__Your task__. Once the line with "the holster, each" is found in the entries below, print it and each following line exactly, stopping after the line with "the sidewalk, each"; print nothing else.

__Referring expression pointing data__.
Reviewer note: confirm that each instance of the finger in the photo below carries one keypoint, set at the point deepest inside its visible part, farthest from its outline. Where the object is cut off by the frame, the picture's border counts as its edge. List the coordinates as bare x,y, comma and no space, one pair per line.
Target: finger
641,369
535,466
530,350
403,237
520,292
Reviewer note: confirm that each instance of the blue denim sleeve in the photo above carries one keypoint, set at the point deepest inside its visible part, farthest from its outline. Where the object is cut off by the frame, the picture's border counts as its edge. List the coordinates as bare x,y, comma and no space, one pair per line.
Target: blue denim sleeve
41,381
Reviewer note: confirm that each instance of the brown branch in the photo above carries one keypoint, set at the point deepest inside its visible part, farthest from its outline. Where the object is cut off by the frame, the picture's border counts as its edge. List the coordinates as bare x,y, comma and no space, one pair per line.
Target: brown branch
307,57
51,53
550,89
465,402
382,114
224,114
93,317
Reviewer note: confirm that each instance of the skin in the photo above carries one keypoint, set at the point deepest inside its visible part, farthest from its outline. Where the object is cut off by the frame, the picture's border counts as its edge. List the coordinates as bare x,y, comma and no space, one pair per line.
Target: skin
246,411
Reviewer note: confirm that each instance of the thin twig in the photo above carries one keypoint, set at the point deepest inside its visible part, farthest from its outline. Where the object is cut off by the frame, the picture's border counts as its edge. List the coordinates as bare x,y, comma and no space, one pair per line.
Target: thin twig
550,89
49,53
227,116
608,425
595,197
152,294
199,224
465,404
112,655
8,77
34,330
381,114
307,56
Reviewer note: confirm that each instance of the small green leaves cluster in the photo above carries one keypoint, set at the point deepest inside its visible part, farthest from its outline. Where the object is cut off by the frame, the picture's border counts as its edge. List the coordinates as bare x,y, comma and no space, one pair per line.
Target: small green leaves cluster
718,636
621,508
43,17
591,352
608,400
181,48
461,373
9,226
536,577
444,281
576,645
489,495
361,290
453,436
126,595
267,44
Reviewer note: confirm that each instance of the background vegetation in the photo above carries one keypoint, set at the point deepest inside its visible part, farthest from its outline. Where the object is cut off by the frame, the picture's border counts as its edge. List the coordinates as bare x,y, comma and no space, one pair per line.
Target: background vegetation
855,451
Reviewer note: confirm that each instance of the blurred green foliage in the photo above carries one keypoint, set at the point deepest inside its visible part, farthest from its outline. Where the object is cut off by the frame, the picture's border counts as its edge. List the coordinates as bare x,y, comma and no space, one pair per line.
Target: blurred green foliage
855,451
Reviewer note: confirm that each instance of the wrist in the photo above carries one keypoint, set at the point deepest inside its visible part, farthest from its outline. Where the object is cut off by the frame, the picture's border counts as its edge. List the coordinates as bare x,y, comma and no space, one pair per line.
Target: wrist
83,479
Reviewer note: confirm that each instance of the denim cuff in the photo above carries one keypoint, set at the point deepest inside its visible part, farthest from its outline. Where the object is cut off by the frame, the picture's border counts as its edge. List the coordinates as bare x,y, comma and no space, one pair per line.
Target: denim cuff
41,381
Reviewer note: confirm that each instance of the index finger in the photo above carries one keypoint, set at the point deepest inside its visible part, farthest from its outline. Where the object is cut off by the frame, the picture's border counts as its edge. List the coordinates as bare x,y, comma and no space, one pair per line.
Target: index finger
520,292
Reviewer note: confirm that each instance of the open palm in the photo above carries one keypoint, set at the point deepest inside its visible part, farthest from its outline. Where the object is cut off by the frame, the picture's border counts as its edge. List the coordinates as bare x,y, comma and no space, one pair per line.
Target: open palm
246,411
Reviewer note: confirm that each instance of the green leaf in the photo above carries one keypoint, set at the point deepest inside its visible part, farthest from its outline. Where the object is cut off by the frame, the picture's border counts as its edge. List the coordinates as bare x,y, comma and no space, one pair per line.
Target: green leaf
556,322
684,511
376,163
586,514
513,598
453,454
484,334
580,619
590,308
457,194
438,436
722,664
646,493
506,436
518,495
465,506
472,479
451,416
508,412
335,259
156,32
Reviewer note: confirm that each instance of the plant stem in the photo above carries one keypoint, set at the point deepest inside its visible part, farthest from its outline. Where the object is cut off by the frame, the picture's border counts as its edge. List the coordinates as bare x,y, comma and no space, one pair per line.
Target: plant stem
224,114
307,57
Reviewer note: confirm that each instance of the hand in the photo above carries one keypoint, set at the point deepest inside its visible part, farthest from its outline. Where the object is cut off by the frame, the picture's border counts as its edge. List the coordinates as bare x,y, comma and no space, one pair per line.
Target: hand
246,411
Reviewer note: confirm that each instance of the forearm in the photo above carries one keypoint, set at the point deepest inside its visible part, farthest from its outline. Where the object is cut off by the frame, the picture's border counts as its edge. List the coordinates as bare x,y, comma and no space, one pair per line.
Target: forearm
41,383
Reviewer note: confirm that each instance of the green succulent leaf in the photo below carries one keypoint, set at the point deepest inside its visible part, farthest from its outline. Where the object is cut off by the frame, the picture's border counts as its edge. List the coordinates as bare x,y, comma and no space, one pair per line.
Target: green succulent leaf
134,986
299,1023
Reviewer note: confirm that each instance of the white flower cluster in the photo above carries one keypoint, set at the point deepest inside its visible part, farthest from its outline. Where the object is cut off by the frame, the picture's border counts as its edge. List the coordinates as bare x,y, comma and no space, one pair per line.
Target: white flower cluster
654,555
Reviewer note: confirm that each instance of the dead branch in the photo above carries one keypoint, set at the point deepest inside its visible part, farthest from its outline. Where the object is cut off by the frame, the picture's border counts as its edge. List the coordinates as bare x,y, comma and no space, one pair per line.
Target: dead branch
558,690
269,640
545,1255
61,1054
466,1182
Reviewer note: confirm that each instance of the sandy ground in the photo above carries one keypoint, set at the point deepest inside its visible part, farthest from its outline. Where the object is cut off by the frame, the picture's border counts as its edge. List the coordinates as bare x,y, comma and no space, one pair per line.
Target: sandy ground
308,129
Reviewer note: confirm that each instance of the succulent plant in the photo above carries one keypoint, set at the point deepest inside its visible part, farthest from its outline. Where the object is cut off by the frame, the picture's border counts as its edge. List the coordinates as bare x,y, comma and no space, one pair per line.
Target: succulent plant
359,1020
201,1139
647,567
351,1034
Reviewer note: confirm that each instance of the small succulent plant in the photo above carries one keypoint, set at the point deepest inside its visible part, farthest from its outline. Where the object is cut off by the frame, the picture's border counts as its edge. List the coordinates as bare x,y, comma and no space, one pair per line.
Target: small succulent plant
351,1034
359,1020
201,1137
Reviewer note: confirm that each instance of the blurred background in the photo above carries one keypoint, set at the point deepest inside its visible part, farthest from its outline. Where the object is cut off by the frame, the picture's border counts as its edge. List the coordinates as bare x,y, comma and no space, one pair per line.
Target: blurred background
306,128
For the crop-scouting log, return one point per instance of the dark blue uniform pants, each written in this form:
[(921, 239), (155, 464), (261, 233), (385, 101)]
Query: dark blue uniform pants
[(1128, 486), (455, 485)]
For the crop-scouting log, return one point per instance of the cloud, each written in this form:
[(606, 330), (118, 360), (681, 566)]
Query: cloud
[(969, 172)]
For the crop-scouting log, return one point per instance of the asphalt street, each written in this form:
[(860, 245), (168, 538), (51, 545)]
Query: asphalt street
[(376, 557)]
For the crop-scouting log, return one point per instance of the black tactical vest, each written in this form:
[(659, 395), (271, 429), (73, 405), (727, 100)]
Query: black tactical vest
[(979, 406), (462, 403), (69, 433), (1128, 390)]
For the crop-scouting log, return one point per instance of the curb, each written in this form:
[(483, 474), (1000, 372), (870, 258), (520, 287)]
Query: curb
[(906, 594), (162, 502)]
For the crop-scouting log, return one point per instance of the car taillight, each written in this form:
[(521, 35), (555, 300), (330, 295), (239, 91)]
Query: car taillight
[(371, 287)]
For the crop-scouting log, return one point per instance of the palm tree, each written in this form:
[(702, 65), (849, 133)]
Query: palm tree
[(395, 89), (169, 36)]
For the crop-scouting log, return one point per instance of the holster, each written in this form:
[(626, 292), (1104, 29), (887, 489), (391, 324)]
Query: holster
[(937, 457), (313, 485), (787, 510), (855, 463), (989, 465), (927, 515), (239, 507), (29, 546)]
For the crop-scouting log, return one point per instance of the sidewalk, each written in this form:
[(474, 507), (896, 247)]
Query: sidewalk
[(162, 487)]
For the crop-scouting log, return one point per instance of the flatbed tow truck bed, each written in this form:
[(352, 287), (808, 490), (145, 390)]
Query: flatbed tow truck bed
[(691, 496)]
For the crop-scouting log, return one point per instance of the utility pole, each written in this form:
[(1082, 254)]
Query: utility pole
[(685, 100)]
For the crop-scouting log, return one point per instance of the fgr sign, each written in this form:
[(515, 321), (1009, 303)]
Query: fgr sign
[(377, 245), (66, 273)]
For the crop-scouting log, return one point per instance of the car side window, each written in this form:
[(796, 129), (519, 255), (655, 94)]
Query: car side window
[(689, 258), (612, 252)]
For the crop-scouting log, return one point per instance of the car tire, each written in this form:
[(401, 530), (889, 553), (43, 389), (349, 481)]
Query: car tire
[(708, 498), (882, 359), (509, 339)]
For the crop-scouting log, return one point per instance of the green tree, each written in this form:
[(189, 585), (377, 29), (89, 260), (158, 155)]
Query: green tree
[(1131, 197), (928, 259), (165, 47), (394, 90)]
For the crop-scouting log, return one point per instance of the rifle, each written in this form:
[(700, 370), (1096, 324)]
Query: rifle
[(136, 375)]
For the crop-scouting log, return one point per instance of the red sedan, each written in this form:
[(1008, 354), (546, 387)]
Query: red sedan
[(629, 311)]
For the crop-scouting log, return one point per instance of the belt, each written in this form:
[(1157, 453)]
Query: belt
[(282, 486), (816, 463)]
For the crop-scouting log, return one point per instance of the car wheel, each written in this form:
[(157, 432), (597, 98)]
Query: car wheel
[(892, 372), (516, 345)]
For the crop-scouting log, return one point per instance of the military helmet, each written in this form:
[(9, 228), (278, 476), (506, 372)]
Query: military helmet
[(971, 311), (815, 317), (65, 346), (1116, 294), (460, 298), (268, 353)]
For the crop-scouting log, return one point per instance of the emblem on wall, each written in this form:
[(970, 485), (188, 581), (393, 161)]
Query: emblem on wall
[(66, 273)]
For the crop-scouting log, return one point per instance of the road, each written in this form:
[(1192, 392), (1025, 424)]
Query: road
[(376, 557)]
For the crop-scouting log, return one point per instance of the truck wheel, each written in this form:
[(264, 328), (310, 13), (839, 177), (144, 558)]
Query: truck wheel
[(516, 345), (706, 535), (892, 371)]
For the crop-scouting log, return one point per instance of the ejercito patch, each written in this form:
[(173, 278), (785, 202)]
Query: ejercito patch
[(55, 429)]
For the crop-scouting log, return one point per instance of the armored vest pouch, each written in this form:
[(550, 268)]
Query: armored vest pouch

__Solution for this exercise__.
For the crop-scouting log, return one point per instance of the holster, each written in this form:
[(626, 292), (1104, 29), (887, 489), (391, 324)]
Query: holster
[(937, 457), (313, 485), (787, 510), (855, 463), (989, 465), (927, 515), (239, 507), (29, 546)]
For the crop-scouting log, return one point per instance of the sidewalk, each written in this form:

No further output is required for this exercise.